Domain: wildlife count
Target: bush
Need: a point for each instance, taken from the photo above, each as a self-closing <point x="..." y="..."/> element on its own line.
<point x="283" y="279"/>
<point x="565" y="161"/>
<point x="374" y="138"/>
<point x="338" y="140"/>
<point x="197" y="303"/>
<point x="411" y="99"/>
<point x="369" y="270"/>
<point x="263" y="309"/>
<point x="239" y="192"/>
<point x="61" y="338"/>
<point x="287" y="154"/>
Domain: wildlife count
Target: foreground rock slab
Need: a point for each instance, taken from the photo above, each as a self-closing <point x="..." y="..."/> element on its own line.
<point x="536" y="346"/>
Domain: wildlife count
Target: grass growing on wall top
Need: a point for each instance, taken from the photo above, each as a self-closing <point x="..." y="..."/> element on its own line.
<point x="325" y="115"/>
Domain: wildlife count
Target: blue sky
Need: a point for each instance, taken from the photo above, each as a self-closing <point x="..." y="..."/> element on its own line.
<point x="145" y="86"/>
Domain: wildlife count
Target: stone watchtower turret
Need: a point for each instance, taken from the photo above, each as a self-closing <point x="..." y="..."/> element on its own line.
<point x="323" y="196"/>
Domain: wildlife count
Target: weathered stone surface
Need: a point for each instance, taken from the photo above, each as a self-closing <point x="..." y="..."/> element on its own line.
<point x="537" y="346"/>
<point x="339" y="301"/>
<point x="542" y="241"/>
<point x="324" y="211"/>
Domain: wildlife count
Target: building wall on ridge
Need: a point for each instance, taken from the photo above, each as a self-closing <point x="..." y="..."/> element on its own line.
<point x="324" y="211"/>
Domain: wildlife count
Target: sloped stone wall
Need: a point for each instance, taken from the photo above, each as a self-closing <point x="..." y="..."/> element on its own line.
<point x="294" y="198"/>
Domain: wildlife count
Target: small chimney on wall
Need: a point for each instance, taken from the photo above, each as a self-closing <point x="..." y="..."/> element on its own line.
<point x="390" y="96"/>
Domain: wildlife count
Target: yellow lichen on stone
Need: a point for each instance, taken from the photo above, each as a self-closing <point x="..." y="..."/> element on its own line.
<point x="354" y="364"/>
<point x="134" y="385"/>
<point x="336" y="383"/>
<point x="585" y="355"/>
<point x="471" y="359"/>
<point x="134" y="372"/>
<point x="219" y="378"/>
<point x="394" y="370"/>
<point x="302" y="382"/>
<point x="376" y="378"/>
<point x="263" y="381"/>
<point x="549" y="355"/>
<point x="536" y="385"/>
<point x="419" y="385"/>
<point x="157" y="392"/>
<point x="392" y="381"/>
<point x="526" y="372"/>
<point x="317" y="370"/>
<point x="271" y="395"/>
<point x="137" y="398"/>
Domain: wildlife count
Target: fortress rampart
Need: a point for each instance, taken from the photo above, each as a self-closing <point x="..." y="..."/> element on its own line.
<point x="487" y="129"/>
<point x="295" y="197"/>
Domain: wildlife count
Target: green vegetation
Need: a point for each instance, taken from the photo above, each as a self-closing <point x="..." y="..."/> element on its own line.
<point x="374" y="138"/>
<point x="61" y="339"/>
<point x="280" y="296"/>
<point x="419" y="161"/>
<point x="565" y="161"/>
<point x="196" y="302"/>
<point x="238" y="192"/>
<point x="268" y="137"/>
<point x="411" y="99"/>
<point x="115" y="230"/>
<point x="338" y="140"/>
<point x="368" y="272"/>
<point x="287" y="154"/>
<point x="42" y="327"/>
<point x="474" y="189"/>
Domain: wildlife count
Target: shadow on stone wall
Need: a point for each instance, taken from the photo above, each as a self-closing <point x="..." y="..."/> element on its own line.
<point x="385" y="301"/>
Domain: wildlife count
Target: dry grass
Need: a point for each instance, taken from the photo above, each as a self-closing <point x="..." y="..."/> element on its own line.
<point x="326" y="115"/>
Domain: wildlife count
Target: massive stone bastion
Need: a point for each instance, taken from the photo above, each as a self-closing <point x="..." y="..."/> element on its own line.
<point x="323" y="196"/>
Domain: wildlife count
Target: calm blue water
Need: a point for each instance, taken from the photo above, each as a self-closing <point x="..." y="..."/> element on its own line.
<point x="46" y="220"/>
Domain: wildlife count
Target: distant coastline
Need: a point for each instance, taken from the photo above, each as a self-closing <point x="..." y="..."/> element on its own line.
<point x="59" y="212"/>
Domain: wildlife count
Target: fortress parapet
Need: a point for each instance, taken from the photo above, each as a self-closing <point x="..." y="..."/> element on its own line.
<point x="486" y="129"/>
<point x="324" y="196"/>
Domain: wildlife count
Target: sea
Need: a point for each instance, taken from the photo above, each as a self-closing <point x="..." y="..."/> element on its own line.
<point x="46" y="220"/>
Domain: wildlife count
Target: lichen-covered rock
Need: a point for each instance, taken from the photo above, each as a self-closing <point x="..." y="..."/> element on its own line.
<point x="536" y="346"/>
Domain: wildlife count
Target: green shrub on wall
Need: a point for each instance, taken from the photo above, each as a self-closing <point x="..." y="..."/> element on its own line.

══════════

Restate all of the entries above precisely.

• THE RESPONSE:
Domain: wildlife count
Target: bush
Need: a point for each instance, taken from the photo above, each as a self-closing <point x="..." y="..."/> element on its own line.
<point x="283" y="279"/>
<point x="565" y="161"/>
<point x="374" y="138"/>
<point x="338" y="140"/>
<point x="197" y="303"/>
<point x="411" y="99"/>
<point x="369" y="270"/>
<point x="263" y="309"/>
<point x="239" y="192"/>
<point x="61" y="338"/>
<point x="287" y="154"/>
Domain: wildlife count
Target: foreground rock slab
Need: a point for each instance, taken from the photo above, each as a self-closing <point x="..." y="..."/> element on its own line.
<point x="536" y="346"/>
Domain: wildlife count
Target: grass growing on wall top
Need: a point for each instance, taken from the photo above, each as a self-closing <point x="..." y="..."/> element on its own line.
<point x="325" y="115"/>
Domain: wildlife count
Target: blue sky
Need: a point for each instance, taken from the photo above, each as a self-closing <point x="..." y="..."/> element on its own line.
<point x="145" y="86"/>
Domain: wildlife count
Target: stone watchtower turret
Need: a point for each instance, taken from the photo above, each as a self-closing <point x="..." y="..."/> element on its own line.
<point x="323" y="196"/>
Domain: wildlife count
Target: weathered stone surface
Need: a point for each instance, taken from the photo above, each as a self-closing <point x="..." y="..."/> element on its own line.
<point x="537" y="346"/>
<point x="339" y="301"/>
<point x="542" y="241"/>
<point x="324" y="211"/>
Domain: wildlife count
Target: building wall on ridge
Need: a point for each instance, taken from the photo above, each as a self-closing <point x="..." y="..."/> element on its own line.
<point x="324" y="211"/>
Domain: wildlife count
Target: sloped stone wall
Need: a point for each instance, taken from the photo above, each as a self-closing <point x="..." y="..."/> element on its own line.
<point x="294" y="198"/>
Domain: wildlife count
Target: small chimney on wall
Need: a point for each instance, taken from the photo above, each as a self-closing <point x="..." y="..."/> element on its own line.
<point x="390" y="96"/>
Domain: wildlife count
Target: yellow lichen on stone
Need: a point for each instance, taken from the photo above, each as a self-closing <point x="..." y="..."/> element on its own line.
<point x="354" y="364"/>
<point x="134" y="385"/>
<point x="336" y="383"/>
<point x="585" y="355"/>
<point x="471" y="359"/>
<point x="134" y="372"/>
<point x="219" y="378"/>
<point x="394" y="370"/>
<point x="302" y="382"/>
<point x="376" y="378"/>
<point x="263" y="381"/>
<point x="549" y="355"/>
<point x="536" y="385"/>
<point x="419" y="385"/>
<point x="157" y="392"/>
<point x="392" y="381"/>
<point x="526" y="372"/>
<point x="317" y="370"/>
<point x="271" y="395"/>
<point x="137" y="398"/>
Domain: wildlife count
Target: fortress rampart
Need: a point for each instance, taken from the photo above, each as a self-closing <point x="..." y="..."/> element on its own line.
<point x="487" y="129"/>
<point x="295" y="197"/>
Domain: wildlife count
Target: green vegetation
Need: a point for each instance, taken from the photo above, each as a self-closing <point x="..." y="..."/> element on its own line.
<point x="374" y="138"/>
<point x="61" y="339"/>
<point x="280" y="296"/>
<point x="419" y="161"/>
<point x="565" y="161"/>
<point x="196" y="302"/>
<point x="238" y="192"/>
<point x="268" y="137"/>
<point x="411" y="99"/>
<point x="115" y="230"/>
<point x="338" y="140"/>
<point x="368" y="272"/>
<point x="287" y="154"/>
<point x="42" y="327"/>
<point x="474" y="189"/>
Domain: wildlife count
Target: shadow on stone wall
Need: a point for each instance, taken from the photo above, each as a self-closing <point x="..." y="..."/> element on its own line.
<point x="385" y="301"/>
Domain: wildlife count
Target: dry grass
Need: a point for each instance, taken from the photo above, each as a self-closing <point x="..." y="..."/> element on its own line.
<point x="326" y="115"/>
Domain: wildlife count
Target: massive stone bastion
Need: a point for each instance, taken from the photo above, each as a self-closing <point x="..." y="..."/> element on its own line.
<point x="323" y="196"/>
Domain: wildlife count
Target: calm blue water
Need: a point for each instance, taken from the photo above, each as a self-closing <point x="..." y="..."/> element on its own line.
<point x="46" y="220"/>
Domain: wildlife count
Target: distant coastline
Need: a point for each instance, taken from the photo above, each as a self-closing <point x="..." y="..."/> element on its own line.
<point x="59" y="212"/>
Domain: wildlife count
Target: fortress parapet
Need: a point for each instance, taken from the photo above, each as a self-closing <point x="..." y="..."/> element on its own line.
<point x="486" y="129"/>
<point x="324" y="196"/>
Domain: wildlife count
Target: sea
Need: a point for each instance, taken from the photo above, each as a self-closing <point x="..." y="..."/> element on its own line.
<point x="46" y="220"/>
Domain: wildlife count
Target: lichen-covered rock
Need: a point for each instance, taken from the photo above, each as a self-closing <point x="..." y="..."/> element on its own line.
<point x="536" y="346"/>
Domain: wildlife count
Target: green shrub on wall
Need: a point for each instance, taken from the photo above, each as a self-closing <point x="..." y="..."/> element on its own line.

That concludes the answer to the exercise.